***** Extracted data

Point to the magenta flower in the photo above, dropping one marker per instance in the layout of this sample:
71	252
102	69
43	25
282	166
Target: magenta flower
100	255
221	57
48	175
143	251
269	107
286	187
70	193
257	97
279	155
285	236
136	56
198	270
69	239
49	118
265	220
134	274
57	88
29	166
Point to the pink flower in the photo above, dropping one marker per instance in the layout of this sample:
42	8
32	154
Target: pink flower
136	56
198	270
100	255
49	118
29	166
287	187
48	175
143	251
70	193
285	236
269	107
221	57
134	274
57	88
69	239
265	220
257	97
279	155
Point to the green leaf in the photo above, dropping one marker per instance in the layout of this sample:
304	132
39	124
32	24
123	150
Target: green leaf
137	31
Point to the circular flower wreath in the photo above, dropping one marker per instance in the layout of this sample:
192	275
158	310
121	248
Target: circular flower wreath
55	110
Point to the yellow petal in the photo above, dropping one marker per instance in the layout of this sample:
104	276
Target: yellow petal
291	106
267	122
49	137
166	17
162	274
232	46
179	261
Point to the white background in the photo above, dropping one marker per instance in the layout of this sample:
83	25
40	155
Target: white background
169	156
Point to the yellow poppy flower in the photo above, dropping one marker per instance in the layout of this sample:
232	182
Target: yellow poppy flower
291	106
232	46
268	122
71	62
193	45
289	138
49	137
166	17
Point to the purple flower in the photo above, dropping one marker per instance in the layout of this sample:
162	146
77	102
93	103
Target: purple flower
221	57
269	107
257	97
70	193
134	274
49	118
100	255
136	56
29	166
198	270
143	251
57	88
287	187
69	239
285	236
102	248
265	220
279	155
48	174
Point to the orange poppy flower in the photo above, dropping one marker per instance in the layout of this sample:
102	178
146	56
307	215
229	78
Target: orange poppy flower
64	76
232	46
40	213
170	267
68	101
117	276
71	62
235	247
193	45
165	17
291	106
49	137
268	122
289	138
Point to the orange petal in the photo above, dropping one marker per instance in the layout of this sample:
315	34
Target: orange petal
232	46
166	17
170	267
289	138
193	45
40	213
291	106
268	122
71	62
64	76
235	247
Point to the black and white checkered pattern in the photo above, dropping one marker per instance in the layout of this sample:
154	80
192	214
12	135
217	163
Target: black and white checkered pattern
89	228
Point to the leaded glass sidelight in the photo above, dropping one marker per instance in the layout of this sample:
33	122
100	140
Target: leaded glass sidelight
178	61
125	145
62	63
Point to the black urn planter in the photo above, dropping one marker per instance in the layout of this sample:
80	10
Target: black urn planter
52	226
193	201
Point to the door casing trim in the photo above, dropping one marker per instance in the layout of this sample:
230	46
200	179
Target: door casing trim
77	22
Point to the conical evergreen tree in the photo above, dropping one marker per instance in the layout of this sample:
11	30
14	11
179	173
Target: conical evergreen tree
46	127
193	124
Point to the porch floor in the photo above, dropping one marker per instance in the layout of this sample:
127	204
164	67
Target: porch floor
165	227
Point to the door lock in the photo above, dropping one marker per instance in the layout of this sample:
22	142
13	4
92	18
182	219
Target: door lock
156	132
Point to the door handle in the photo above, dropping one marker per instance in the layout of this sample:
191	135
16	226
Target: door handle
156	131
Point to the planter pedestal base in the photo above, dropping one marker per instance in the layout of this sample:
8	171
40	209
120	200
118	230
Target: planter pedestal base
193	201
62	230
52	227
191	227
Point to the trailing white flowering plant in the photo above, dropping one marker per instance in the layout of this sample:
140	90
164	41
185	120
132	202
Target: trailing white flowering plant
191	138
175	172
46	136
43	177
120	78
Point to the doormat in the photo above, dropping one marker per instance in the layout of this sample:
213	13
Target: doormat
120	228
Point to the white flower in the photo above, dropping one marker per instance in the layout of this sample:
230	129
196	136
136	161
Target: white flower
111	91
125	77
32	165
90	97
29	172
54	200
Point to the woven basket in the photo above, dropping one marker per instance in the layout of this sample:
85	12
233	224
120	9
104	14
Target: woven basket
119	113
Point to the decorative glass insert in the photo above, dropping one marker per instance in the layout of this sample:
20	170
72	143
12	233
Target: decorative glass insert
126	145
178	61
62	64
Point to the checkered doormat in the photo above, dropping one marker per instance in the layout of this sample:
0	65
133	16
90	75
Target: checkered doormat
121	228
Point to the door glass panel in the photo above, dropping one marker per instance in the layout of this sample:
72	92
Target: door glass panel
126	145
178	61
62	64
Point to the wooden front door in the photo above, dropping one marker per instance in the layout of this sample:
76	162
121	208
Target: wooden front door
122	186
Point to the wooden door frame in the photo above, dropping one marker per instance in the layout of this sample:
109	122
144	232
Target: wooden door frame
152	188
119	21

**********

What to work on
Output all of the data in full, exactly as given.

Response
Point to the magenta flower in the photo above, dropping one marker per instance in the layout of this sample:
71	252
102	69
43	25
282	166
Target: magenta flower
100	255
221	57
48	175
143	251
269	107
286	187
70	193
257	97
279	155
285	236
136	56
198	270
69	239
49	118
265	220
134	274
57	88
29	166
Point to the pink flower in the photo above, dropping one marker per instance in the layout of this sample:
42	8
32	154
Target: pink flower
136	56
198	270
100	255
49	118
29	166
287	187
48	175
143	251
70	193
285	236
269	107
221	57
134	274
57	88
69	239
265	220
257	97
279	155
Point to the green leaf in the photo above, dropping one marker per instance in the layout of this sample:
304	132
39	124
32	24
123	150
Target: green leaf
137	31
Point to the circular flower wreath in the photo above, dropping one marker per instance in the layout of this sample:
192	275
158	310
121	248
Target: circular flower wreath
55	110
Point to the yellow petal in the photo above, dropping one marker per instance in the layout of this sample:
104	276
Target: yellow petal
291	106
267	122
49	137
166	17
162	274
232	46
179	261
Point to the white background in the photo above, dropping one marker per instance in the layout of this sample:
83	25
40	155
Target: white background
169	156
Point to the yellow poppy flower in the photo above, dropping one marker per instance in the layout of this sample:
232	182
Target: yellow poppy flower
291	106
232	46
268	122
71	62
193	45
289	138
49	137
166	17
Point to the purple flower in the photo above, dropping one marker per instance in the layout of this sample:
162	146
77	102
93	103
Target: purple flower
221	57
269	107
257	97
70	193
134	274
49	118
100	255
136	56
29	166
198	270
143	251
57	88
287	187
69	239
285	236
102	248
265	220
279	155
48	174
Point to the orange poppy flower in the photo above, dropping one marker per instance in the layout of this sample:
102	178
146	56
307	215
229	78
Target: orange poppy flower
64	76
232	46
40	213
170	267
68	101
117	276
71	62
235	247
193	45
165	17
291	106
49	137
268	122
289	138
Point to the orange petal in the photo above, dropping one marker per instance in the layout of this sample:
315	34
Target: orange petal
232	46
166	17
170	267
289	138
193	45
40	213
291	106
268	122
71	62
64	76
235	247
Point to the black and white checkered pattern in the photo above, dropping one marker per instance in the layout of this sample:
154	80
192	214
12	135
217	163
Target: black and white checkered pattern
89	228
Point to the leaded glass sidelight in the photo above, dropping one marker per instance in the layout of this sample:
33	122
100	140
Target: leaded glass sidelight
178	61
125	145
62	63
Point to the black urn planter in the photo above, dropping one marker per instance in the layout of this sample:
80	10
Target: black urn planter
52	226
193	201
Point to the door casing trim in the photo above, dropping one marker per instance in the layout of this sample:
230	46
200	179
Target: door casing trim
77	22
Point to the conical evergreen tree in the photo above, dropping one marker per instance in the layout of this sample:
11	30
14	11
179	173
Target: conical evergreen tree
46	127
193	124
Point to the porch floor in the photo above, dropping one marker per instance in the layout of this sample:
127	204
164	67
Target: porch floor
165	227
Point to the door lock in the photo above, dropping one marker per instance in the layout of this sample:
22	142
13	4
92	18
182	219
Target: door lock
156	132
Point to the door handle in the photo above, dropping one marker per instance in the layout of this sample:
191	135
16	226
Target: door handle
156	131
Point to the planter pedestal base in the photo above, dropping one marker per instance in the layout of this sample:
8	171
40	209
120	200
118	230
Target: planter pedestal base
193	201
62	230
52	227
191	227
Point to the trailing white flowering plant in the photo above, dropping one marker per instance in the layout of this sample:
140	90
164	41
185	120
132	202
Target: trailing white flowering plant
191	138
175	172
46	136
43	177
120	78
Point to the doormat in the photo above, dropping one marker per instance in the layout of this sample:
213	13
Target: doormat
120	228
Point to the white flower in the photo above, dropping one marker per instance in the layout of this sample:
230	129
196	136
136	161
Target: white flower
111	91
125	77
32	165
90	97
29	172
54	200
Point to the woven basket in the photo above, dropping one marker per instance in the layout of this sample:
85	12
233	224
120	9
104	14
Target: woven basket
119	113
Point to the decorative glass insert in the photo above, dropping one marker per instance in the layout of this sample:
20	170
72	143
12	233
Target: decorative glass insert
126	145
178	61
62	64
Point to the checkered doormat in the photo above, dropping one marker per instance in the layout of this sample:
0	65
133	16
90	75
Target: checkered doormat
121	228
Point to the door glass panel in the photo above, dropping one marker per instance in the layout of this sample:
72	92
Target: door glass panel
126	145
178	61
62	64
Point to the wooden front door in the photo above, dropping one marker per instance in the layout of this sample:
76	162
121	208
Target: wooden front door
122	186
Point to the wooden door frame in the photo above, dropping one marker per instance in the layout of this sample:
109	122
144	232
Target: wooden door frame
152	188
119	21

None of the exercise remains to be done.